* PROMPT:
Starting from the line containing "Exercise. Pick out the deer antler", write out the rest of the entries exactly, through the final line, including nothing else.

* THE RECORDS:
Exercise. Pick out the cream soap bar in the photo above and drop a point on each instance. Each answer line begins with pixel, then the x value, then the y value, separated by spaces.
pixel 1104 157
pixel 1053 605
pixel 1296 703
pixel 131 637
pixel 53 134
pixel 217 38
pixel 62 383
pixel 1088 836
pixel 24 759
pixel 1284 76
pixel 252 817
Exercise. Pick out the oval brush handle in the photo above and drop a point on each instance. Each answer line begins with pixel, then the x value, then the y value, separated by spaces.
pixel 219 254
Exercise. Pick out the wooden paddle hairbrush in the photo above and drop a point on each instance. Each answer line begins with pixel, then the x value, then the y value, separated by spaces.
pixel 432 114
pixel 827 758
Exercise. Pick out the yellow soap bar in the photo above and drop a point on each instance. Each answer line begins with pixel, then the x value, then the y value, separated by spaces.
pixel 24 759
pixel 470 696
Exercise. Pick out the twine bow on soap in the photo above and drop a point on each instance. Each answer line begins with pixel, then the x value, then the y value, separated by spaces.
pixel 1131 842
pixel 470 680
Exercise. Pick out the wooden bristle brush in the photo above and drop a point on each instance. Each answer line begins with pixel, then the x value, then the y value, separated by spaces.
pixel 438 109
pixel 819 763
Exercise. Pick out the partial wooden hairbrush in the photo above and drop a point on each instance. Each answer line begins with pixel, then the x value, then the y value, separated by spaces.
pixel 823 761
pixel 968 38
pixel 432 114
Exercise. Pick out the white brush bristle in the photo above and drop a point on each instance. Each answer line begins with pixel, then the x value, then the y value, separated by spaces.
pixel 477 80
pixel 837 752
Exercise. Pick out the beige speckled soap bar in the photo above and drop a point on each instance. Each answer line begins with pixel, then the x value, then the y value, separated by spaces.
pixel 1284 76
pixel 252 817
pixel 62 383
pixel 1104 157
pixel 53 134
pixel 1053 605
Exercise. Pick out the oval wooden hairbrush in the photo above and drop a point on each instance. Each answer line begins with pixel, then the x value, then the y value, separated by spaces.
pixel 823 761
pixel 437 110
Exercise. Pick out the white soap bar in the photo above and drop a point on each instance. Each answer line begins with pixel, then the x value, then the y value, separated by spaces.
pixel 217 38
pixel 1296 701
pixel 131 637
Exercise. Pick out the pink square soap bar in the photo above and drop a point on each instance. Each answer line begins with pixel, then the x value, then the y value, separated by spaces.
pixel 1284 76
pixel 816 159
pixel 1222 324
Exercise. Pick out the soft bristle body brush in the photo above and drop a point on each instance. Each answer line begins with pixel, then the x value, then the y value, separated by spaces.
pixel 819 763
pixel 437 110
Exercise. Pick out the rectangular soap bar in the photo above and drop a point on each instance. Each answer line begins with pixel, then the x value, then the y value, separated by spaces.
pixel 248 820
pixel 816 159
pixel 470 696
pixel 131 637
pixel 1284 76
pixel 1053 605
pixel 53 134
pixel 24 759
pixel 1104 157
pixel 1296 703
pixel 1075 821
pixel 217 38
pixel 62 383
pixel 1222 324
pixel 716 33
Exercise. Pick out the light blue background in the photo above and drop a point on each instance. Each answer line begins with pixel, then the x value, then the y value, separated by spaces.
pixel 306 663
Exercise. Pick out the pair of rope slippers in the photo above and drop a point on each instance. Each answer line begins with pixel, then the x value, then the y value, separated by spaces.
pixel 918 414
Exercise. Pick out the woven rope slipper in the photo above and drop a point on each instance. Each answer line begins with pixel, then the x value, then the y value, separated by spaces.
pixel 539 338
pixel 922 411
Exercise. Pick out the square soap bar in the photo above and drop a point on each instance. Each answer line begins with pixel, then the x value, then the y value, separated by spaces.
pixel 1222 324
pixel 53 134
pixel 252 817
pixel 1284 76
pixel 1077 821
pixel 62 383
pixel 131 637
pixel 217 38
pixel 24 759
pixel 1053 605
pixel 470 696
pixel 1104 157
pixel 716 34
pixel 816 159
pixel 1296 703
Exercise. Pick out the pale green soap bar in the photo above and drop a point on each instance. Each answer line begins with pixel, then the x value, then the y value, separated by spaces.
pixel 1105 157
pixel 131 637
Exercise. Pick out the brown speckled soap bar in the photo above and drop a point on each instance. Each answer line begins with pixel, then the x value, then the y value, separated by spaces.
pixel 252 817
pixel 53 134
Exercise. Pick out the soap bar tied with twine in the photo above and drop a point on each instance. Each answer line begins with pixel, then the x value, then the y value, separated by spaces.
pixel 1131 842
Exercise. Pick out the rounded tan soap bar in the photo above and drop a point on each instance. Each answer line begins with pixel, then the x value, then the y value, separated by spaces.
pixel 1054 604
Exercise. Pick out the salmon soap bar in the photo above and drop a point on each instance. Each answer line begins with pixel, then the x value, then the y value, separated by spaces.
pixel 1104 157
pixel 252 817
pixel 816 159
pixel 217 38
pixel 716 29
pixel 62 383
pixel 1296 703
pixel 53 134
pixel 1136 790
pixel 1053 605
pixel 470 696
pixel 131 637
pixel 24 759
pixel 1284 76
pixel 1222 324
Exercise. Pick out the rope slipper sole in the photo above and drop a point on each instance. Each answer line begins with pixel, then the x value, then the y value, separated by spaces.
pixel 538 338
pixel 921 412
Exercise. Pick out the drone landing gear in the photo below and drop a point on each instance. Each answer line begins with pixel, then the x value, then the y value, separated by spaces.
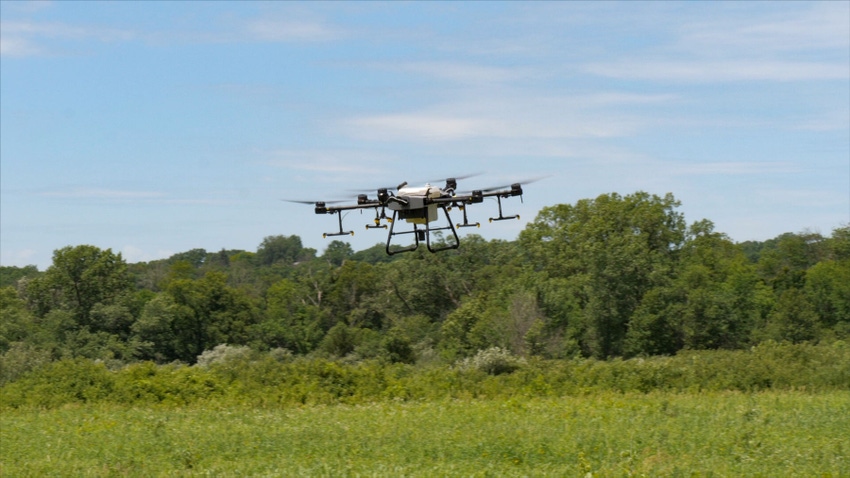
pixel 422 235
pixel 501 216
pixel 341 232
pixel 466 222
pixel 378 217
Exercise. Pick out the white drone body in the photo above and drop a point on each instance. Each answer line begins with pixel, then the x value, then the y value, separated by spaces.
pixel 420 206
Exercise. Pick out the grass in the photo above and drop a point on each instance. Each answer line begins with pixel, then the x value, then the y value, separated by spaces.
pixel 773 433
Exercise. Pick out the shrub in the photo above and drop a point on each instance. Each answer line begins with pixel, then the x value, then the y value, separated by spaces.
pixel 492 361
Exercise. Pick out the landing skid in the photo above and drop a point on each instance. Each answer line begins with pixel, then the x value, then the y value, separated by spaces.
pixel 422 235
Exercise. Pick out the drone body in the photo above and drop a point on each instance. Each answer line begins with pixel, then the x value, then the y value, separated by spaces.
pixel 421 207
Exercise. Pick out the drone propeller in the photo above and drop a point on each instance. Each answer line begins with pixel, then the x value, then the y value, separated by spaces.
pixel 456 178
pixel 523 182
pixel 296 201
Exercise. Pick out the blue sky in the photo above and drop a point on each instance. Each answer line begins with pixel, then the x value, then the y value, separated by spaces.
pixel 153 128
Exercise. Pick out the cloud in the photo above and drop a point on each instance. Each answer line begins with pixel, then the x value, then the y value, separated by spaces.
pixel 30 38
pixel 336 162
pixel 271 30
pixel 18 258
pixel 84 193
pixel 460 72
pixel 726 70
pixel 732 168
pixel 823 25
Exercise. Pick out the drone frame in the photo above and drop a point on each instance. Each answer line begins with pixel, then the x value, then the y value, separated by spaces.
pixel 421 211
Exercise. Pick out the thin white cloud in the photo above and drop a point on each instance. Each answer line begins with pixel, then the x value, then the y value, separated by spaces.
pixel 85 193
pixel 31 38
pixel 460 72
pixel 823 25
pixel 271 30
pixel 732 168
pixel 337 162
pixel 723 70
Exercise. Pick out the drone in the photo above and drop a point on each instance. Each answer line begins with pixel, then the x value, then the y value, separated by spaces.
pixel 420 206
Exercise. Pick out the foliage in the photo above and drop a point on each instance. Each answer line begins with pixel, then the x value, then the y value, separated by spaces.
pixel 606 434
pixel 493 361
pixel 238 375
pixel 605 278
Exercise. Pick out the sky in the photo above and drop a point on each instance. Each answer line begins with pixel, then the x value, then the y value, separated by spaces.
pixel 152 128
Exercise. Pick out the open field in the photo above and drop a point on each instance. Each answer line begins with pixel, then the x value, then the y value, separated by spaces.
pixel 772 433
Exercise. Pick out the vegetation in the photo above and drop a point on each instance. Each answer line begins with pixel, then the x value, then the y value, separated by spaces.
pixel 659 434
pixel 604 278
pixel 611 338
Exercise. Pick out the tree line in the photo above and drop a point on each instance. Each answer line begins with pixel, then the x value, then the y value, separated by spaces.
pixel 613 276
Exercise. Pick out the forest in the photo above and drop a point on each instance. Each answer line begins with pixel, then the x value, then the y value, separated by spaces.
pixel 609 278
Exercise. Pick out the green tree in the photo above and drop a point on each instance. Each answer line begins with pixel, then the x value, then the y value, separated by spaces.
pixel 794 319
pixel 207 313
pixel 290 321
pixel 80 278
pixel 609 252
pixel 274 249
pixel 337 252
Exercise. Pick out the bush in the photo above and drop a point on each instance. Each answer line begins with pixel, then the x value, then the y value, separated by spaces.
pixel 492 361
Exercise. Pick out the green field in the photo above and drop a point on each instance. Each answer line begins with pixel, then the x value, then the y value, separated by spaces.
pixel 773 433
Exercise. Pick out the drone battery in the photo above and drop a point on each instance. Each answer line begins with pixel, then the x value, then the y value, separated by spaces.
pixel 421 215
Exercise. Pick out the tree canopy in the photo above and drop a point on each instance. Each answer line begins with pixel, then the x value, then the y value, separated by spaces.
pixel 613 276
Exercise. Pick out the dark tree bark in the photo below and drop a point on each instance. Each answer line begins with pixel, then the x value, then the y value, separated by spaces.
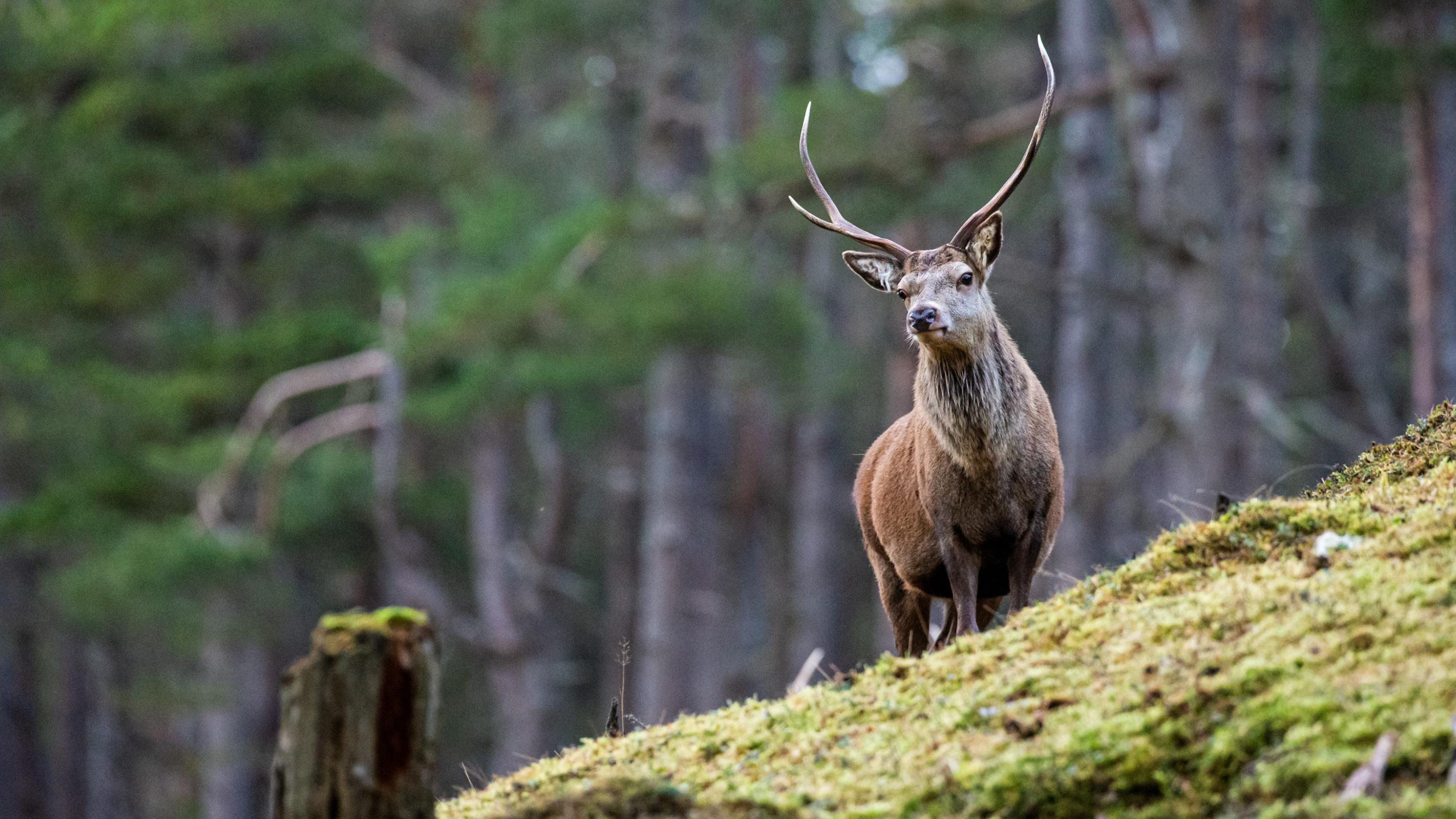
pixel 1443 104
pixel 825 535
pixel 507 598
pixel 1180 153
pixel 680 522
pixel 1256 339
pixel 357 731
pixel 22 751
pixel 1419 122
pixel 1085 359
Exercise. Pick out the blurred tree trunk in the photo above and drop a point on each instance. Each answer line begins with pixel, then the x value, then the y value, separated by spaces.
pixel 507 601
pixel 22 751
pixel 1443 101
pixel 1180 155
pixel 679 515
pixel 823 513
pixel 107 792
pixel 1423 187
pixel 622 478
pixel 1085 359
pixel 1254 341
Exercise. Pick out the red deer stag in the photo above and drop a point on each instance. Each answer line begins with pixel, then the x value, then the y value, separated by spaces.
pixel 960 499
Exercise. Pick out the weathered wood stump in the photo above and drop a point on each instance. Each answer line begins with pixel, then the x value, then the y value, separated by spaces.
pixel 357 726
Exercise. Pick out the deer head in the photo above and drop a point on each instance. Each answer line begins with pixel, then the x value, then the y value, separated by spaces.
pixel 944 289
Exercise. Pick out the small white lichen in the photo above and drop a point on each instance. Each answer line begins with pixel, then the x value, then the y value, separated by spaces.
pixel 1331 543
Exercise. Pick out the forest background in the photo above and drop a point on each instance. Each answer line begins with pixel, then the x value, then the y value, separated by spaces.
pixel 561 366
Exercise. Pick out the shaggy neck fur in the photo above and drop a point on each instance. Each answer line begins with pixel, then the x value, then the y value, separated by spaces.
pixel 970 394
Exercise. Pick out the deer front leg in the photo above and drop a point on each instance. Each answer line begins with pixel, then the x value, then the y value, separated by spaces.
pixel 909 611
pixel 1023 565
pixel 963 567
pixel 947 628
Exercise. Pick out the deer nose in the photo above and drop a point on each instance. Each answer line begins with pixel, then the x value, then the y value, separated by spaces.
pixel 922 318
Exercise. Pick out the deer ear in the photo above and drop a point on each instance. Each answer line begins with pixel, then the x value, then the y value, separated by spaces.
pixel 878 270
pixel 986 244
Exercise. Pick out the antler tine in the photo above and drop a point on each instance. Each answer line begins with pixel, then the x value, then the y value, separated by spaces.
pixel 838 223
pixel 967 231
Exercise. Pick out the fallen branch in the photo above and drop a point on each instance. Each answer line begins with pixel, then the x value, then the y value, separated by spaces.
pixel 267 401
pixel 1369 777
pixel 345 420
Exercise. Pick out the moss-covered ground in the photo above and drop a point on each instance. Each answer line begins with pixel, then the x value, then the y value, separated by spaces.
pixel 1225 672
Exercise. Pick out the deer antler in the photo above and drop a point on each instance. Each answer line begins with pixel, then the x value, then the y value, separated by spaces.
pixel 836 221
pixel 963 237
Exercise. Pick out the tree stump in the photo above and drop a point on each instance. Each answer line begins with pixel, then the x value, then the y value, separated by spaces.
pixel 357 725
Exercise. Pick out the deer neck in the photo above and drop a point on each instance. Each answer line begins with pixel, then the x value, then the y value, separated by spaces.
pixel 970 394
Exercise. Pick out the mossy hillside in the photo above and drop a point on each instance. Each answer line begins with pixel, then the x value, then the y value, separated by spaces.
pixel 1220 674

* SOLUTION FOR THIS EXERCISE:
Exercise. Pick out the deer antler in the photo above and drop a point on each instance. Each answer line begins with pixel, then the x value, then the y value, separated by spaces.
pixel 836 221
pixel 963 237
Exercise. Pick out the tree stump in the photo above and drop a point on each instance. Each answer line begins with pixel, then the x value, then the y value, separated by spaces.
pixel 357 725
Exercise. Pick out the deer neck in the photo above and drop a point on each instance. Each answer line begins with pixel, then the x value, then the y value, separated by spaces.
pixel 970 394
Exercise. Pick out the mossy hillside in the photo above and drop a point on each instance. Each answer line begins with pixel, then the x value, then the y value, separated by spaces.
pixel 1220 674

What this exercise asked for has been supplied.